Task objective: In the material below, find the line containing "Your annotation target is cow white" and the line containing "Your annotation target is concrete", then reproduce exactly both of them and every line between, and nothing else.

Provided records:

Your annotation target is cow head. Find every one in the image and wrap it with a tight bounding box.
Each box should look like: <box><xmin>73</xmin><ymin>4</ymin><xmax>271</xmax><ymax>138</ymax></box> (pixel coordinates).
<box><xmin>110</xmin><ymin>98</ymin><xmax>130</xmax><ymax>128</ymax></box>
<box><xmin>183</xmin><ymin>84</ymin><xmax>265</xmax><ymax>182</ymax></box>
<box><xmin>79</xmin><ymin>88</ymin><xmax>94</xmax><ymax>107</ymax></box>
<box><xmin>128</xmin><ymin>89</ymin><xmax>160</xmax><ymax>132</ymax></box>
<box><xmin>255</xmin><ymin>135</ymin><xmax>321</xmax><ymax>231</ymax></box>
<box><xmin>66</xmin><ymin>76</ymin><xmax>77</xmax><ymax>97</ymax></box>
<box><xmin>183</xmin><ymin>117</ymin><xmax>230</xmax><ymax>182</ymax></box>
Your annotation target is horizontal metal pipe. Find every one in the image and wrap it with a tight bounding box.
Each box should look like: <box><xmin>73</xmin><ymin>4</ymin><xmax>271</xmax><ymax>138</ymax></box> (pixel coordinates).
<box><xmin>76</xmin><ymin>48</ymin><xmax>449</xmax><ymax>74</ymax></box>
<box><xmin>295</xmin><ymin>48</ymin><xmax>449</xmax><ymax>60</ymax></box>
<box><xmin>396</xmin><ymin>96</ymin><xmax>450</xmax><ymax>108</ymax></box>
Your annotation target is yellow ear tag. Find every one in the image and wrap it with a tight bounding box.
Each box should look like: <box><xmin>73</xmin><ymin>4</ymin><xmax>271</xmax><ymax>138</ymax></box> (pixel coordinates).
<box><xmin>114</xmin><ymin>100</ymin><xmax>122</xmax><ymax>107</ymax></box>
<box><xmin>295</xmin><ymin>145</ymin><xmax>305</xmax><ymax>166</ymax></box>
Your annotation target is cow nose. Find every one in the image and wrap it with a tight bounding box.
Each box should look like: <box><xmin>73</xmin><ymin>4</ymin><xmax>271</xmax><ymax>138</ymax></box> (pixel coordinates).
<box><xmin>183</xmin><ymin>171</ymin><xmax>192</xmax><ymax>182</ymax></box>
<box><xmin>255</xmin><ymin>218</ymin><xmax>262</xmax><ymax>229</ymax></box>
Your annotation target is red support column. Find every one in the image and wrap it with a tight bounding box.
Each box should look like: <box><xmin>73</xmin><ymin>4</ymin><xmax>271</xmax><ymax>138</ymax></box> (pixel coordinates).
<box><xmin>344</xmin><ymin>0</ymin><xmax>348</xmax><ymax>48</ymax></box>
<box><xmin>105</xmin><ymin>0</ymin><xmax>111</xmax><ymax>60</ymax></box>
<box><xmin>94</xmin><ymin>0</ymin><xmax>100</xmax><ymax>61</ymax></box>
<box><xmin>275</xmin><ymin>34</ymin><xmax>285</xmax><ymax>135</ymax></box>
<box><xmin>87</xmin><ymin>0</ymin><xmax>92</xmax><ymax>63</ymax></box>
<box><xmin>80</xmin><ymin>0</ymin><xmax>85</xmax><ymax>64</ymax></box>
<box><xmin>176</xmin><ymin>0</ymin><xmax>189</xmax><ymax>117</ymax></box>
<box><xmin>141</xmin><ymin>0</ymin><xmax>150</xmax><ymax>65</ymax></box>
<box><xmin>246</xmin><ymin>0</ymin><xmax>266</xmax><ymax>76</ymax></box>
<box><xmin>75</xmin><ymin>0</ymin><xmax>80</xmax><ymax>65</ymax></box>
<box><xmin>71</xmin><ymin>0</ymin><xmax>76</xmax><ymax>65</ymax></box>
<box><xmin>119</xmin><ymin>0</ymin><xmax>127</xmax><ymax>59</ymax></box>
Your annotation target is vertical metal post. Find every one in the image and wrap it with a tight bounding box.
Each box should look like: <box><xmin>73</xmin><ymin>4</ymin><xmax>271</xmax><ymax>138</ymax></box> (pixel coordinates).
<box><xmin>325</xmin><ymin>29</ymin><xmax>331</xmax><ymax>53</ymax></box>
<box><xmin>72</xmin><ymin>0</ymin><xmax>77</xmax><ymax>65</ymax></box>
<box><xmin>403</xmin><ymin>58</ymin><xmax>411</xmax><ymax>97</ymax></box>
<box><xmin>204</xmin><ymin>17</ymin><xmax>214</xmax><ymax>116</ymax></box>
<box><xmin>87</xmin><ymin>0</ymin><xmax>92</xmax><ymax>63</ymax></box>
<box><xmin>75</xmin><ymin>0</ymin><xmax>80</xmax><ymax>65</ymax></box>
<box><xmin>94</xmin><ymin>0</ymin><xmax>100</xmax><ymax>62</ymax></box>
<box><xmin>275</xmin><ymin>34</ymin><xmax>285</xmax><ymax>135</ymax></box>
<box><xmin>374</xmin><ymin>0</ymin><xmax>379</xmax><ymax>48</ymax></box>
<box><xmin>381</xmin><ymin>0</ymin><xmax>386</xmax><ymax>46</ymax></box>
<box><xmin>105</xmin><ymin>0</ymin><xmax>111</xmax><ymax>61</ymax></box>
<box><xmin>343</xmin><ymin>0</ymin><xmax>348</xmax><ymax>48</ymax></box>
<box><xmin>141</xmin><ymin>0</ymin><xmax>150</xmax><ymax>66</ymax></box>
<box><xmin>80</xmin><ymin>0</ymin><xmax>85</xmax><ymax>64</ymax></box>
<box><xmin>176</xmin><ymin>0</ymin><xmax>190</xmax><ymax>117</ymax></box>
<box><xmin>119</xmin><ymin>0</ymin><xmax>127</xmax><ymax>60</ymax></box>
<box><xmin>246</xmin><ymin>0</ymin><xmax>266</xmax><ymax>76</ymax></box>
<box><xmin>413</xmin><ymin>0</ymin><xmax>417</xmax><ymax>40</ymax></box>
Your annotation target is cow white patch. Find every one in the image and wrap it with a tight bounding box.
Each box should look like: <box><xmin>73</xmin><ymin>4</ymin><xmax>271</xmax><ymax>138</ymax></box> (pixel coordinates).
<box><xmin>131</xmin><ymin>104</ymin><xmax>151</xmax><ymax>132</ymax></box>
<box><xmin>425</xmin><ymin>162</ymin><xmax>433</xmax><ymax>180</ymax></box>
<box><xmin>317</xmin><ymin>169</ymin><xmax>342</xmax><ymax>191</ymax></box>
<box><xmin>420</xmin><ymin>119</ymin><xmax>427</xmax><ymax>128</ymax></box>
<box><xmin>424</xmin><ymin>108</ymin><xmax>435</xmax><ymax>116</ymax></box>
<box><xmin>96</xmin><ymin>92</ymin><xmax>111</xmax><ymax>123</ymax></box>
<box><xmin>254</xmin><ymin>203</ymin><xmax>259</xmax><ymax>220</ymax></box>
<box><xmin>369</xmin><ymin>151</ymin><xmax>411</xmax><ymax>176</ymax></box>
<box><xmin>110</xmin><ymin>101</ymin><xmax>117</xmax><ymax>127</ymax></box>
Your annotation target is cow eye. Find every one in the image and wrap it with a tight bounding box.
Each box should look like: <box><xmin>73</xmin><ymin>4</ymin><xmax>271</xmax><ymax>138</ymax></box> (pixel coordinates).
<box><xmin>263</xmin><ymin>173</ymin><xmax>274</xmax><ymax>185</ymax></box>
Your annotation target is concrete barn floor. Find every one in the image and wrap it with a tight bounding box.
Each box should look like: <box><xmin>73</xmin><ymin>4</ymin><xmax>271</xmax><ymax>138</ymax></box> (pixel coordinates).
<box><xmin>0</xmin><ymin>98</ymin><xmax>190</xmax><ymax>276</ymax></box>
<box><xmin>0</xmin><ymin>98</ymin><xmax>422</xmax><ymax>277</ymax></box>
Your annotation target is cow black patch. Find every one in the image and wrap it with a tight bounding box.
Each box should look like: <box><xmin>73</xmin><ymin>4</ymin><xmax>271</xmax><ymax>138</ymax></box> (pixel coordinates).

Exercise response:
Your annotation target is cow white patch. Find every one in the image and wrap it with a tight bounding box.
Each box should look like: <box><xmin>73</xmin><ymin>4</ymin><xmax>271</xmax><ymax>138</ymax></box> (pixel coordinates).
<box><xmin>131</xmin><ymin>104</ymin><xmax>151</xmax><ymax>132</ymax></box>
<box><xmin>425</xmin><ymin>162</ymin><xmax>433</xmax><ymax>180</ymax></box>
<box><xmin>317</xmin><ymin>169</ymin><xmax>342</xmax><ymax>191</ymax></box>
<box><xmin>420</xmin><ymin>119</ymin><xmax>427</xmax><ymax>128</ymax></box>
<box><xmin>424</xmin><ymin>108</ymin><xmax>435</xmax><ymax>116</ymax></box>
<box><xmin>96</xmin><ymin>92</ymin><xmax>111</xmax><ymax>123</ymax></box>
<box><xmin>254</xmin><ymin>203</ymin><xmax>259</xmax><ymax>220</ymax></box>
<box><xmin>369</xmin><ymin>151</ymin><xmax>411</xmax><ymax>176</ymax></box>
<box><xmin>110</xmin><ymin>101</ymin><xmax>117</xmax><ymax>127</ymax></box>
Your annotation target is cow eye. Find every one in the image and wrap it with a tight bounding box.
Each box should look like: <box><xmin>73</xmin><ymin>4</ymin><xmax>271</xmax><ymax>138</ymax></box> (pixel coordinates).
<box><xmin>263</xmin><ymin>173</ymin><xmax>274</xmax><ymax>185</ymax></box>
Your annotation target is concrete barn floor. Find every one in the image and wrap it with a tight bounding box.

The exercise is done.